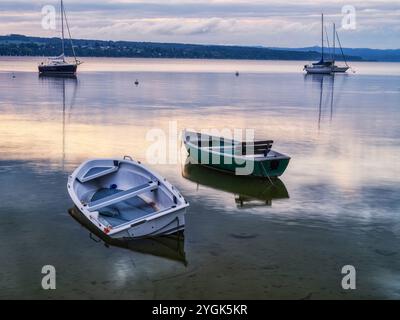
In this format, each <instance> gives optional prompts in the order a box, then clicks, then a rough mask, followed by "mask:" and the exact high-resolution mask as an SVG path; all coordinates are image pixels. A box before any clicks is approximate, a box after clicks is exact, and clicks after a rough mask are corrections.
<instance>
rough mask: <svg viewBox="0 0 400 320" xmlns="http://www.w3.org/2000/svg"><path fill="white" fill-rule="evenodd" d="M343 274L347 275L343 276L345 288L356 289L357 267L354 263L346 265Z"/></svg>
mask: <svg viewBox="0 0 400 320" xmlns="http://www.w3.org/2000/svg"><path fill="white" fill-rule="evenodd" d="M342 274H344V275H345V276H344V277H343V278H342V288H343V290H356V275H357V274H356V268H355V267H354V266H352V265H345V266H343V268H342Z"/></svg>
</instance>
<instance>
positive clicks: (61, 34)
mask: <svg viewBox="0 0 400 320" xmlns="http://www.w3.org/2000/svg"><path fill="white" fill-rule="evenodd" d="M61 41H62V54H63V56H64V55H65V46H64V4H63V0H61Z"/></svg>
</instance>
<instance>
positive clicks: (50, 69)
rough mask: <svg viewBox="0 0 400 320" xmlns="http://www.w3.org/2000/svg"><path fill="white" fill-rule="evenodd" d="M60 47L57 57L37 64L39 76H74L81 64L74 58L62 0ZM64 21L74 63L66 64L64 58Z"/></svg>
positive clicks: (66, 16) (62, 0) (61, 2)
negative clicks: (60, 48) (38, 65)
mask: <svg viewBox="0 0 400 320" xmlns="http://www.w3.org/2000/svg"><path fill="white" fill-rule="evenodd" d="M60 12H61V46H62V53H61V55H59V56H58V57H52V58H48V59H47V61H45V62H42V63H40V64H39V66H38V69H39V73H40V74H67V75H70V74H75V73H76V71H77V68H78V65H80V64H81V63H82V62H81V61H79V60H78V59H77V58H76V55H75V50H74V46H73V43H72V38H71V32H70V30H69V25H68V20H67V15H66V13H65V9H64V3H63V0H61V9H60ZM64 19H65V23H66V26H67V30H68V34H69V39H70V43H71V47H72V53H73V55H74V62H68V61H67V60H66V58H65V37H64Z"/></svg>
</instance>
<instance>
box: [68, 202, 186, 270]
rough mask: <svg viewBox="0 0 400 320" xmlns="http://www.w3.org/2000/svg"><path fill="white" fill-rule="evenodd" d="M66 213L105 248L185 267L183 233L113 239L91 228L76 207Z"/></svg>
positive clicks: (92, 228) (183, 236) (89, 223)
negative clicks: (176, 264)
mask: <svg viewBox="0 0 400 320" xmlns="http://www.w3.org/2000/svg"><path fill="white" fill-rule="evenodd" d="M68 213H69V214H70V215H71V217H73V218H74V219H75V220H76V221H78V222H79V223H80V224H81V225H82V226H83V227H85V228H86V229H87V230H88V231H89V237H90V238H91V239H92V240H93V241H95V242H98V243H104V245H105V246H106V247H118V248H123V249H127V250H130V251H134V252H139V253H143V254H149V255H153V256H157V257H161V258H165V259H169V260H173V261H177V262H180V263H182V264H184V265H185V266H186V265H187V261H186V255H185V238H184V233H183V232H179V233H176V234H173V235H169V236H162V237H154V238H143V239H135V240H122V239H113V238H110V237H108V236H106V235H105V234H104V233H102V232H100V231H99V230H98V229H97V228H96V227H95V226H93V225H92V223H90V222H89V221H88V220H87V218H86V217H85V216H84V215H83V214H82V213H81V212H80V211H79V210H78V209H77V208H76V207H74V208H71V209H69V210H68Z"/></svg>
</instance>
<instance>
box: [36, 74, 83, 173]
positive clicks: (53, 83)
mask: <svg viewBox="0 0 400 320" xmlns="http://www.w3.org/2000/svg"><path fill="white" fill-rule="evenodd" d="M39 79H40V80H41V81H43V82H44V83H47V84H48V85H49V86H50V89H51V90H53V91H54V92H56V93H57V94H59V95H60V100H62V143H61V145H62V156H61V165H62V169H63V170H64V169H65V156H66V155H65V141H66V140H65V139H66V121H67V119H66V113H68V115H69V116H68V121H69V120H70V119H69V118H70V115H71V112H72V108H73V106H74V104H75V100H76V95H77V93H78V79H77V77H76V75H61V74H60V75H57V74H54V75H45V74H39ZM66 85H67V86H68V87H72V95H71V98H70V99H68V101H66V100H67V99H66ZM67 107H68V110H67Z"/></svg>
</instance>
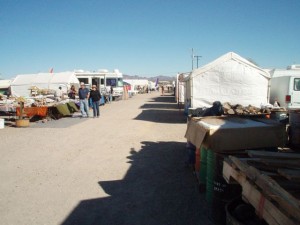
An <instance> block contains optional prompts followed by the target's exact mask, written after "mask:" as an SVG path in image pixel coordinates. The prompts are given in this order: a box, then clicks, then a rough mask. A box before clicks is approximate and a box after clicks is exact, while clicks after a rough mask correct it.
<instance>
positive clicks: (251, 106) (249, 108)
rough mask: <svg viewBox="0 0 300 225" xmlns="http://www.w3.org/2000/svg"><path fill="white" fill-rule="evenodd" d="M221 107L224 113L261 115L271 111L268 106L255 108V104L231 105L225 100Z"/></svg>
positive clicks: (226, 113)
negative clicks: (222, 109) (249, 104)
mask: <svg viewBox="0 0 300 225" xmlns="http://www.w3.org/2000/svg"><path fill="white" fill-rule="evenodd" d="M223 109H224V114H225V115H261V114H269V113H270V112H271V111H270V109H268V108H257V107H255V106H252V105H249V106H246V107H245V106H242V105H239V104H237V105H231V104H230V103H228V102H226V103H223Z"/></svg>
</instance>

—————

-- Exercise details --
Show every line of the listing above that contains the word "before".

-- Answer to this problem --
In this format, each <instance> gives optional prompts in the order a box, then clicks, then a rough mask, followed by "mask:" and the exact high-resolution mask as an SVG path; all coordinates are image pixels. A box before any clicks is approximate, a box after clicks is exact, and clicks after a rough mask are corrections.
An <instance> block contains optional prompts followed by the target's exact mask, written after "mask:" as an SVG path in image pixel coordinates. The prompts are given in this order: a box, then clicks, then a rough mask. A box before clicks is approximate and a box after clicks is exact, while clicks after a rough mask correct it.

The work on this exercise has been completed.